— Start Given passage —

Energy from dead batteries using a Joule Thief circuit

59 Views
Published
Major Challenge entry to the Robogals Science Challenge 2016
Name of participant: Anoushka Gupta
Age category: Junior

Project title: Energy from dead batteries using a Joule Thief circuit

1. Why did you choose this project?
Usually, I do not ride my bike at night. One day I got late at the library, and it was dark by the time I left. My bike light would not turn on as the batteries had run out. I wished there was a way to get some reserve power from batteries.
I did some research and found there is a way to boost the voltage of run out batteries enough to do something useful like lighting up LED lights. We can do this by connecting a circuit called a voltage boosting oscillator popularly known as a Joule thief.
2. What did you enjoy most about the project?
I enjoyed using my project as a nightlight to keep monsters away. I could use a spent 1.5-volt battery light up a LED as a nightlight for a whole week. I have done several science projects, but this was the first one that I could use.

— End Given passage —

• **Required tasks**
A. Print the Joule Thief project writeup from "Project title: Energy" up to and including "a Joule thief.".
B. Carry on the Joule Thief project writeup after its final sentence.
The listing has no connection to the Joule Thief project writeup.

— Start Items —

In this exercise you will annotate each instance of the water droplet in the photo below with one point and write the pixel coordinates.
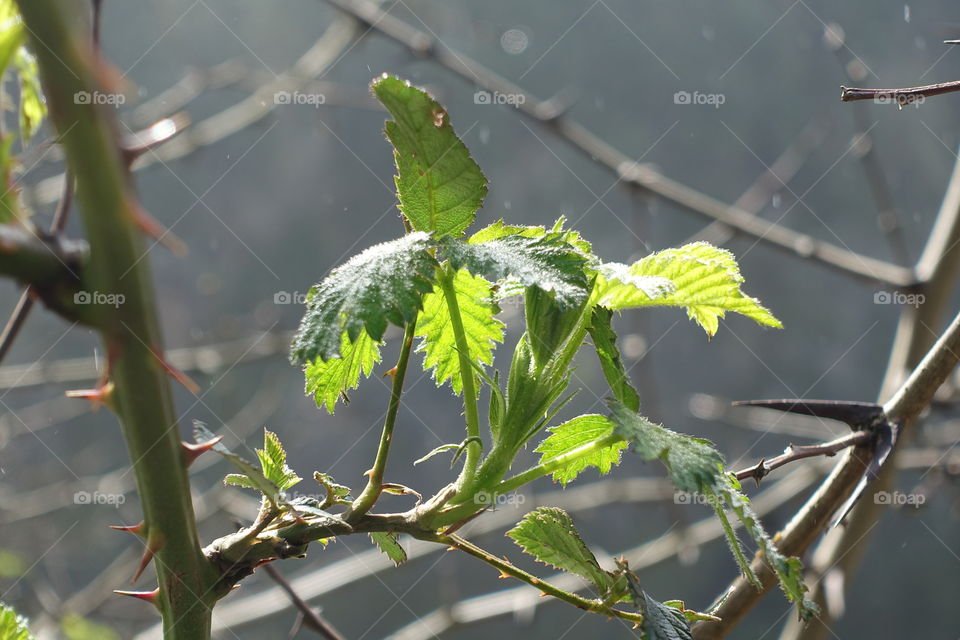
(514, 41)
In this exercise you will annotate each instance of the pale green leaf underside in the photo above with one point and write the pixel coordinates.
(328, 380)
(693, 463)
(546, 262)
(482, 329)
(548, 534)
(575, 433)
(789, 570)
(383, 284)
(703, 279)
(439, 185)
(388, 543)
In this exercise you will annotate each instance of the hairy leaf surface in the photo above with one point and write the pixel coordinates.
(384, 283)
(693, 463)
(548, 534)
(575, 433)
(328, 380)
(701, 278)
(547, 262)
(439, 185)
(483, 330)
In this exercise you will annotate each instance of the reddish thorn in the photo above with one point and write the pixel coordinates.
(147, 596)
(176, 374)
(192, 451)
(149, 225)
(139, 529)
(152, 547)
(98, 396)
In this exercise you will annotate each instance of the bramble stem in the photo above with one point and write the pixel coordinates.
(374, 488)
(508, 569)
(474, 447)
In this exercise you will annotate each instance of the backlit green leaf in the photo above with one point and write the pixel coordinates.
(701, 278)
(328, 380)
(439, 185)
(693, 463)
(576, 433)
(482, 329)
(548, 534)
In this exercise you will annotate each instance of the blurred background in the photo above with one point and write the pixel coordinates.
(269, 194)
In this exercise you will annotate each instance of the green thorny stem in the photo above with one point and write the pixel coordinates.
(509, 569)
(472, 415)
(374, 488)
(142, 395)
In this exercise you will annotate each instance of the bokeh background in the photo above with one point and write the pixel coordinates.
(269, 209)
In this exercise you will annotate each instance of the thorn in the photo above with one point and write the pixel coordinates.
(100, 396)
(192, 451)
(147, 596)
(139, 529)
(164, 236)
(176, 374)
(154, 544)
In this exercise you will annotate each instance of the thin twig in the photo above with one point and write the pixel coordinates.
(311, 617)
(624, 167)
(813, 517)
(794, 452)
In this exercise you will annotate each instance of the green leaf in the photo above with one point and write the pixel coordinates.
(575, 433)
(789, 570)
(693, 463)
(663, 622)
(12, 625)
(547, 262)
(328, 380)
(605, 342)
(702, 278)
(548, 534)
(482, 329)
(389, 544)
(33, 108)
(253, 477)
(273, 461)
(384, 283)
(439, 185)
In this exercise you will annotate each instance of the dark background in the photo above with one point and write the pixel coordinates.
(272, 208)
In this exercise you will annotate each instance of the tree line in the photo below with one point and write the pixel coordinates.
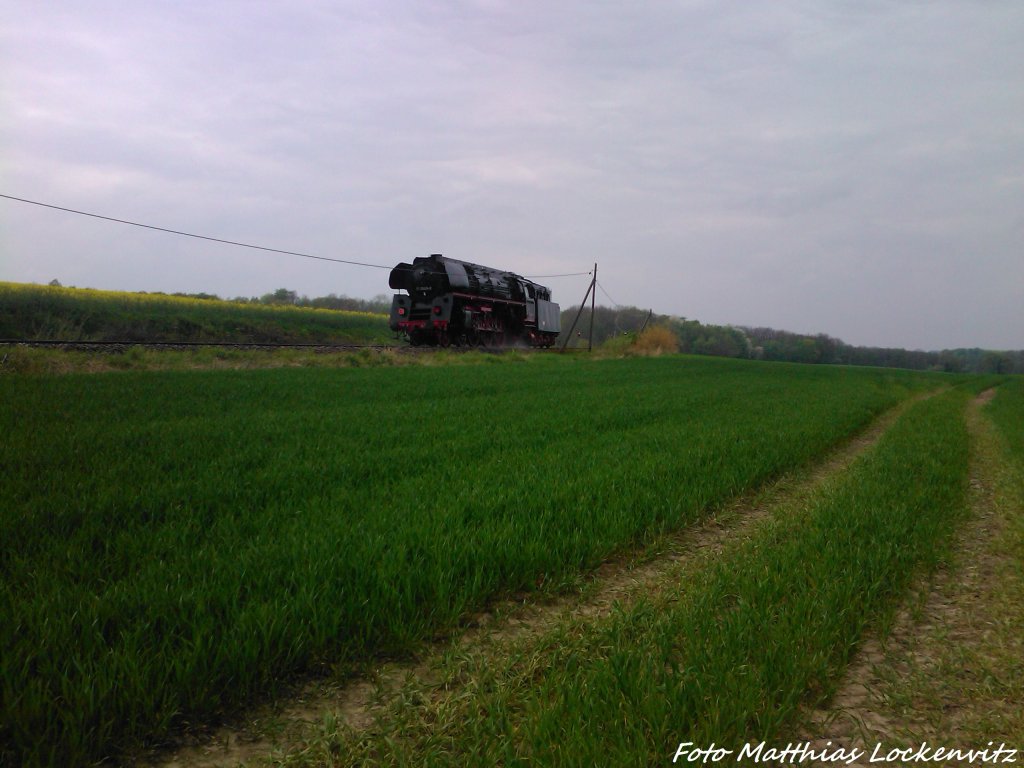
(771, 344)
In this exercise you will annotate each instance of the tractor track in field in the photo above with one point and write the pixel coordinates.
(622, 580)
(935, 676)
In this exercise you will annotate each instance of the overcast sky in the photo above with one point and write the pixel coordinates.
(851, 168)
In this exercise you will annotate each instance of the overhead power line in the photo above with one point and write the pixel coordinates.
(226, 242)
(609, 297)
(197, 237)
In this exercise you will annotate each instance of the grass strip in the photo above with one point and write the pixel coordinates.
(726, 655)
(177, 544)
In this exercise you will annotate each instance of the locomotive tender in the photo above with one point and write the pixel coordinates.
(455, 302)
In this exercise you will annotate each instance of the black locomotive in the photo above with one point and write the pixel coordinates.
(455, 302)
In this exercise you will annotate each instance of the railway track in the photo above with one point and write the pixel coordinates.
(121, 346)
(115, 346)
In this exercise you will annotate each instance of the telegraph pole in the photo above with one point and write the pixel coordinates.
(592, 295)
(593, 298)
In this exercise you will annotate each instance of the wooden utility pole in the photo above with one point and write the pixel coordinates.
(593, 298)
(591, 294)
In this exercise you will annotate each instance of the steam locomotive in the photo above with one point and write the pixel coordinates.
(455, 302)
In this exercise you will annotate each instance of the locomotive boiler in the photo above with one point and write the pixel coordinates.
(451, 302)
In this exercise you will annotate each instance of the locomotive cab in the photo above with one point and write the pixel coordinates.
(456, 302)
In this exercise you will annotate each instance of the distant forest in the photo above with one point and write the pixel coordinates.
(698, 338)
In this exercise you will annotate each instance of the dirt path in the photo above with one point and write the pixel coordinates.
(617, 582)
(950, 671)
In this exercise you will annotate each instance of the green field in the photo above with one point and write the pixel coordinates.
(50, 312)
(178, 545)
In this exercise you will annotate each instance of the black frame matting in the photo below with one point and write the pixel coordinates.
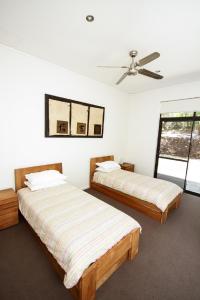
(70, 101)
(176, 119)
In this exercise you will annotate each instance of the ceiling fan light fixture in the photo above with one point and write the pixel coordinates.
(89, 18)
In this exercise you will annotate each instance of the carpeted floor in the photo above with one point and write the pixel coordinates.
(167, 267)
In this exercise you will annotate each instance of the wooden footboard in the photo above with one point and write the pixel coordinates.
(143, 206)
(97, 273)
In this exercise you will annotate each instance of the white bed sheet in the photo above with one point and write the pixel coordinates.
(157, 191)
(76, 227)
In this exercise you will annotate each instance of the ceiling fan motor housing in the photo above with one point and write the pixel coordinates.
(133, 53)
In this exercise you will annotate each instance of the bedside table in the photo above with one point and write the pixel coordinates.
(127, 167)
(8, 208)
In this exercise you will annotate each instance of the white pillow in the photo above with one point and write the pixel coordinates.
(38, 178)
(107, 170)
(36, 187)
(108, 164)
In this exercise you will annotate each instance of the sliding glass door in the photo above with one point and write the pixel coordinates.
(178, 151)
(193, 172)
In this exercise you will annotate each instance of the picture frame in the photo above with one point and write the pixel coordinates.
(69, 118)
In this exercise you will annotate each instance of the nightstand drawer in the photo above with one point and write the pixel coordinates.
(8, 201)
(8, 210)
(8, 220)
(127, 167)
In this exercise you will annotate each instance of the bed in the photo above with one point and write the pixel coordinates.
(141, 205)
(36, 211)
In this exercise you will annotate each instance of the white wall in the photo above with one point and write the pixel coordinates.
(144, 122)
(23, 82)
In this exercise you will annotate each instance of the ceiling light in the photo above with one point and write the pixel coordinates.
(90, 18)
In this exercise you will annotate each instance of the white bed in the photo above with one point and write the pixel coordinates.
(76, 227)
(156, 191)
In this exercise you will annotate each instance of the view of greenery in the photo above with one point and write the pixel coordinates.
(175, 140)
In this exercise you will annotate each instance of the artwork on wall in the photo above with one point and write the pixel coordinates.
(69, 118)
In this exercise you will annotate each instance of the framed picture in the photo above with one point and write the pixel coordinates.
(69, 118)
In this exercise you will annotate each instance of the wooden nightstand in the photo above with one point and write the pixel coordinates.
(8, 208)
(127, 167)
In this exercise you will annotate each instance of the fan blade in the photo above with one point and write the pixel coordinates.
(148, 59)
(123, 67)
(122, 77)
(149, 74)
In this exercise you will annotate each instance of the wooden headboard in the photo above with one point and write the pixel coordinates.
(93, 162)
(20, 173)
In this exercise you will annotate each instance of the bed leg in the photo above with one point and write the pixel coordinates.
(164, 216)
(134, 244)
(87, 284)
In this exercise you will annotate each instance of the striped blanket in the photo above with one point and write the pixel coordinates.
(76, 227)
(157, 191)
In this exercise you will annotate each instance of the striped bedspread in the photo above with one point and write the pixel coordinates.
(76, 227)
(157, 191)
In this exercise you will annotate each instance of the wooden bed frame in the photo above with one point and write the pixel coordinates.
(98, 272)
(140, 205)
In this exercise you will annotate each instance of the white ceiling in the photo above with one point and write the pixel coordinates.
(56, 30)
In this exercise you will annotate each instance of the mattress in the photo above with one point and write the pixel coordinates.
(76, 227)
(157, 191)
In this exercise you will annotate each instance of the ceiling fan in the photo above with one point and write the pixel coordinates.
(134, 69)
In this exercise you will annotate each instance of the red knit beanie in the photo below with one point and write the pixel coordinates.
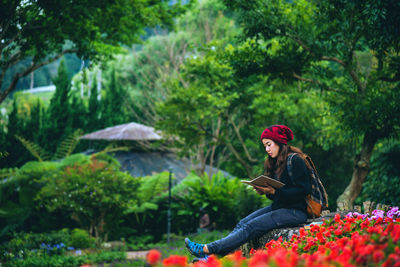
(278, 133)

— End Items —

• **Results for each task**
A.
Project title: Energy from dead batteries using a Joule Thief circuit

1. Why did you choose this project?
Usually, I do not ride my bike at night. One day I got late at the library, and it was dark by the time I left. My bike light would not turn on as the batteries had run out. I wished there was a way to get some reserve power from batteries.
I did some research and found there is a way to boost the voltage of run out batteries enough to do something useful like lighting up LED lights. We can do this by connecting a circuit called a voltage boosting oscillator popularly known as a Joule thief.

B.
It was incredible to see what seemed to be impossible – to light a 3V blue led from flat 1.5V battery become possible by using just three extra parts.

3. What have you learned from this project?

I learnt a huge lot from this project. I have understood that electricity and magnetism are very closely linked. I did the “Oersted's Experiment” and “What Happens to a Current-Carrying Wire in a Magnetic Field” in minor challenges and “Making an Electromagnet” last year, though I did not send in all of these.
I learnt the properties of inductors and basic concepts of Faraday's law of induction and Lenz’s law.
I also learnt basics of electronics like how to read the value of a resistor, and identify the pins of a transistor.
I learnt how a transistor works and how it is used a fast switch.The inventors of transistor won the Nobel Prize.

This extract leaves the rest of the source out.